_TASK REQUIREMENTS:_
Swap "Identify" for "Locate" everywhere in the material below, and reproduce it otherwise unchanged.

-------

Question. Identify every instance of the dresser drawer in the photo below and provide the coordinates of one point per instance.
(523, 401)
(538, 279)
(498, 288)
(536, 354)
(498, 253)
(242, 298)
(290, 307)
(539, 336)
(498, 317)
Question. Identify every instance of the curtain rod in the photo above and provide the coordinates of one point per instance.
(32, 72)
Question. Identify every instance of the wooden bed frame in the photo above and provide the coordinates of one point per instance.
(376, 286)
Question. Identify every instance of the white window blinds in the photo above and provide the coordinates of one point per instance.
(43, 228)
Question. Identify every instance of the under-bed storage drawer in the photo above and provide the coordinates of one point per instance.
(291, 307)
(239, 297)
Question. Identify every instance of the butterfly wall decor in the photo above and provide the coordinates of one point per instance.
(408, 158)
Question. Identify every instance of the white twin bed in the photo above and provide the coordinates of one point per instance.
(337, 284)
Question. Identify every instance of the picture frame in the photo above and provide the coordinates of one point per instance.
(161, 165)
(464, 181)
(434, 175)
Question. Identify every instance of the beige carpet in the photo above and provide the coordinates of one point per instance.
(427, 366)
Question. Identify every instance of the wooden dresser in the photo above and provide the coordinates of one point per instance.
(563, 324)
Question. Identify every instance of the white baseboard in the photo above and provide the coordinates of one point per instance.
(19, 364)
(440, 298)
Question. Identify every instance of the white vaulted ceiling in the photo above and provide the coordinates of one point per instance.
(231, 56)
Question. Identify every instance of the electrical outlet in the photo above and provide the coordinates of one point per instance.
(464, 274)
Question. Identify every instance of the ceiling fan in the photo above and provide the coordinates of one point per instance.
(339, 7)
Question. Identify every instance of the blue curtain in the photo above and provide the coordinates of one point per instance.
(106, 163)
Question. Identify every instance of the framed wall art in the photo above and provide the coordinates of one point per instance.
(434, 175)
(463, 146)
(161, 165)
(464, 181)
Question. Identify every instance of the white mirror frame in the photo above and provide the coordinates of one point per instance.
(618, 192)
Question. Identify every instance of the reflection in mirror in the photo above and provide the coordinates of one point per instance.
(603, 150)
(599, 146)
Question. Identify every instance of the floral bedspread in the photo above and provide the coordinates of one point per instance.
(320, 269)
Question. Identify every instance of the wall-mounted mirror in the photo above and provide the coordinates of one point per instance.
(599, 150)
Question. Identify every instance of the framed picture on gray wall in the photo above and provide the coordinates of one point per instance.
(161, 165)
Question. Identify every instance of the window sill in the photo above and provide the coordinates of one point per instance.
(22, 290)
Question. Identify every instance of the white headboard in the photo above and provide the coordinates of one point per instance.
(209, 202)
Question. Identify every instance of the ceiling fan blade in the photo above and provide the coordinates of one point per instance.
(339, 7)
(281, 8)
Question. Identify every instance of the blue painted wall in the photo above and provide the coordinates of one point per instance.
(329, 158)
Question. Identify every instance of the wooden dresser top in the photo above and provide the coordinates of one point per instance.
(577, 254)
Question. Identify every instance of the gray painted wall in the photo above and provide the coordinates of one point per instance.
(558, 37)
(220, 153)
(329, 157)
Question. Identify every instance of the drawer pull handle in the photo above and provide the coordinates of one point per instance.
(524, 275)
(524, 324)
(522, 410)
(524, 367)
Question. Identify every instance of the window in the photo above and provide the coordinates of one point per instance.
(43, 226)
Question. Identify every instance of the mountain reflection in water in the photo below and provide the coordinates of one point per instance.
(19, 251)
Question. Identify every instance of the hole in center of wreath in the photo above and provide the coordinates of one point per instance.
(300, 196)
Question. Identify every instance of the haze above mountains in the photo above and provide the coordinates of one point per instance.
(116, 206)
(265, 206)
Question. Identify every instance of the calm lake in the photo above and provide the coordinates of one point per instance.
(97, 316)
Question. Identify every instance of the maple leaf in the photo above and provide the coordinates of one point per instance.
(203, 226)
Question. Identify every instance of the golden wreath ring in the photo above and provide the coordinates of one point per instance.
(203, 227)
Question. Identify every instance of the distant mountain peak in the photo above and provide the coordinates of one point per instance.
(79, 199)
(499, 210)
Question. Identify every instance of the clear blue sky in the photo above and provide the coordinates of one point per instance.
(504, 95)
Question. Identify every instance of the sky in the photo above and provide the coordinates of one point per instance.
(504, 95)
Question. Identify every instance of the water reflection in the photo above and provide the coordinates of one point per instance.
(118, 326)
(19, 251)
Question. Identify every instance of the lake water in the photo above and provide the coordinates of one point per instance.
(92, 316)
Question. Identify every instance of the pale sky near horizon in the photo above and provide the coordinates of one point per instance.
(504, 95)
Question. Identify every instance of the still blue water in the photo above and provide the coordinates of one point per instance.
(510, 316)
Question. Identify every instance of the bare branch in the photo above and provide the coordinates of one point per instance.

-------

_SOLVED EXERCISE:_
Question. Locate every instance of the dresser drawer in the photo below and provide the coordinates of one point per instance.
(523, 401)
(538, 279)
(498, 288)
(536, 354)
(498, 253)
(242, 298)
(290, 307)
(539, 336)
(498, 317)
Question. Locate every instance of the curtain rod in the photo above and provide the coordinates of one point per instance.
(32, 72)
Question. Locate every instance of the wooden bed frame in the photo above and provide the coordinates of one point per instance.
(376, 286)
Question. Locate every instance of the white window blinds in the photo above and provide the coordinates of one point per instance.
(43, 228)
Question. Locate every instance of the under-bed storage drawer in the photo above and provide the coordinates of one point per instance.
(291, 307)
(239, 297)
Question. Locate every instance of the butterfly wall decor in the photo above and provide the coordinates of one point per instance.
(408, 158)
Question. Locate every instance of the white twin bed in the photo above and provide the coordinates of one point per instance.
(337, 284)
Question. Locate every instance of the picture frame in the photo above and provide the coordinates of one point per instance.
(161, 165)
(464, 181)
(434, 175)
Question. Locate every instance of the beige carpet in the photo above and provide the coordinates of one point per instance.
(427, 366)
Question. Locate every instance of the wooden dresser in the photo above and provide the coordinates of one point per instance.
(563, 324)
Question. Locate every instance of the white baseboard in the photo above and provide the coordinates of one point per instance.
(19, 364)
(440, 298)
Question. Locate every instance of the white vaulted ceiling in the photo above and provide the coordinates of one point per instance.
(231, 56)
Question. Locate every instance of the electrical outlet in the photo above and provide the coordinates of one point per instance.
(464, 274)
Question. Locate every instance of the ceiling fan in the photo above and provide the coordinates of one point per instance.
(339, 7)
Question. Locate every instance of the blue curtain in the photo above and provide the coordinates of one point per instance.
(106, 163)
Question. Locate every instance of the framed wall art in the photo above and provide the coordinates of one point per instance.
(434, 175)
(463, 146)
(161, 165)
(464, 181)
Question. Locate every instance of the white mirror frame in the photo above and provide the coordinates of one point per instance.
(618, 192)
Question. Locate every instance of the reflection in mirror in the photo above and provide the coordinates of one point per instance.
(603, 150)
(599, 146)
Question. Locate every instance of the floral bedspread in the photo above and provide the coordinates of one point per instance.
(320, 269)
Question. Locate every instance of the wall-mounted mirror in the photo above and provide the coordinates of one point per instance.
(599, 150)
Question. Locate every instance of the framed picture on gray wall in the photo above and provide the coordinates of one point per instance.
(161, 165)
Question. Locate every instance of the window sill in the photo above and provide the coordinates of one point per instance.
(22, 290)
Question. Locate every instance of the white headboard in the photo above and provide the coordinates of one point per instance.
(209, 202)
Question. Locate every instance of the ceiling fan blade in the photo above and provide the coordinates of one point per instance.
(339, 7)
(281, 8)
Question. Locate every instance of the blue painted wall in the photo above and provide the coordinates of one point per instance.
(329, 158)
Question. Locate every instance of the wooden dresser top in the photo above and provide the coordinates of one point per instance.
(577, 254)
Question. Locate every instance of the gray painted wall in the photo above and provide the coordinates of one point per instance.
(558, 37)
(220, 153)
(329, 157)
Question. Locate every instance of the drawer pull handle in the photo above and provide the coordinates of one point per instance.
(524, 275)
(524, 324)
(522, 410)
(524, 367)
Question. Locate every instance of the window in the photo above and provide the coordinates of one point per instance.
(43, 226)
Question. Locate every instance of the mountain reflection in water in the photo below and provide the coordinates of one point per instance.
(19, 251)
Question. Locate every instance of the hole in center of wreath in the photo above and provide the coordinates of one point per instance.
(300, 196)
Question. Locate every instance of the haze above mountains in the photo above and provide the coordinates of one point per instance.
(116, 206)
(265, 206)
Question. Locate every instance of the calm lake in the photo above and provide the coordinates of one point per instance.
(97, 316)
Question. Locate every instance of the maple leaf in the photo above and provide the coordinates of one point per instance.
(203, 226)
Question. Locate every instance of the golden wreath ring in the photo above and provide the coordinates of one point per instance.
(203, 227)
Question. Locate every instance of the distant mountain peak in the photo above and provide the coordinates of one point per instance.
(79, 199)
(499, 210)
Question. Locate every instance of the clear blue sky in the photo above and provide the coordinates of one point per instance.
(504, 95)
Question. Locate every instance of the sky in the photo above and provide the coordinates of one point per instance.
(504, 95)
Question. Locate every instance of the water reflection in the photo above and provide the coordinates of one point per instance.
(118, 326)
(19, 251)
Question. Locate every instance of the lake water in the photo above and provide the coordinates of one point per instance.
(92, 316)
Question. Locate every instance of the pale sky near horizon in the photo above and provide the coordinates of one point per instance.
(504, 95)
Question. Locate every instance of the still blue water in the photo above and provide the coordinates of one point per instance.
(510, 316)
Question. Locate every instance of the bare branch in the photo above and provide the coordinates of one point per instance.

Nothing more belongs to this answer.